** Begin INFORMATION SHOWN **
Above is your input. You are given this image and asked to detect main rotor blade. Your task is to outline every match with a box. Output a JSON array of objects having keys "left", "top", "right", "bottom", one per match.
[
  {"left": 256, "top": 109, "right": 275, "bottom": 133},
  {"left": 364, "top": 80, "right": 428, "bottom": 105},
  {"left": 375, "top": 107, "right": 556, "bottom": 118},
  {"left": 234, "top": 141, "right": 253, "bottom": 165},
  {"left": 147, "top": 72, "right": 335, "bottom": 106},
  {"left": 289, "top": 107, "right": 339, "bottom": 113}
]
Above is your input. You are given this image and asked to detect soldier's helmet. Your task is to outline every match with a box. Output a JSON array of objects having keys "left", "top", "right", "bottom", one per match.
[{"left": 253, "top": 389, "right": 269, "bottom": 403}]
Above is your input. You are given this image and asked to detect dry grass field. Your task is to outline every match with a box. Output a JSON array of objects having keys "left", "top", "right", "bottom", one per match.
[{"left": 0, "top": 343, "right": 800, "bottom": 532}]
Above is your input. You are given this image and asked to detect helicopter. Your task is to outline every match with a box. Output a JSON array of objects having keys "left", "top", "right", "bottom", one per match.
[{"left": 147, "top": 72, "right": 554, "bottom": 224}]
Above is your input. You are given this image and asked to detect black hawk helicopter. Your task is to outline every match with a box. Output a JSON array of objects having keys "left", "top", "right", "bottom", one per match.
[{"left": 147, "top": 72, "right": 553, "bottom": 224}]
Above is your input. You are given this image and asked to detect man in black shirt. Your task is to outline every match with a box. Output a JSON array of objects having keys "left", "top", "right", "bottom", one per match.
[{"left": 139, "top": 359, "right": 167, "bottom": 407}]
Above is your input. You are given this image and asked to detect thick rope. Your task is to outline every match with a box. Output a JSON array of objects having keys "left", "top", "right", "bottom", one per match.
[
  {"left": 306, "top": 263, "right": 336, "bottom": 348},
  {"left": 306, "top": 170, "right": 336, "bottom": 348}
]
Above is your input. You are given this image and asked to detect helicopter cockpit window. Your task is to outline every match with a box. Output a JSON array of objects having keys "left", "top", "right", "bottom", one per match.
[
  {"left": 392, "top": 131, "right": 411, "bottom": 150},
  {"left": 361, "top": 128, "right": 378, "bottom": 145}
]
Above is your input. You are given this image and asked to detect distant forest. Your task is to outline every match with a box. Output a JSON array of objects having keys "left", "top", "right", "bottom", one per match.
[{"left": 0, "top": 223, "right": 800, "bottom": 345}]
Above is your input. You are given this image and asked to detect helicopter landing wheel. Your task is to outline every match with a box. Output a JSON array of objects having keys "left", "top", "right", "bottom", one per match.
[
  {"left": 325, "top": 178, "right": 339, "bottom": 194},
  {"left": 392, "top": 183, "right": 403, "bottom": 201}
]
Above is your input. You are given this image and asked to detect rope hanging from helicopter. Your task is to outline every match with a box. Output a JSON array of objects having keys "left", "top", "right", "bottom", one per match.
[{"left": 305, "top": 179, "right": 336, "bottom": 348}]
** End INFORMATION SHOWN **
Which rows above contain the word "black", counting only case-exact matches? Pick out each one and copy it in full.

**TASK RESULT**
Above is your input. You are given this image and asked to detect black hawk helicopter. Your task is to outline every match with a box. Output a JSON array of objects having keys "left", "top", "right", "bottom", one per match.
Above is your input. You are given this image and asked to detect man in black shirt. Your task is to outline every match with a box. Output a JSON array of objects having keys "left", "top", "right", "bottom", one per match.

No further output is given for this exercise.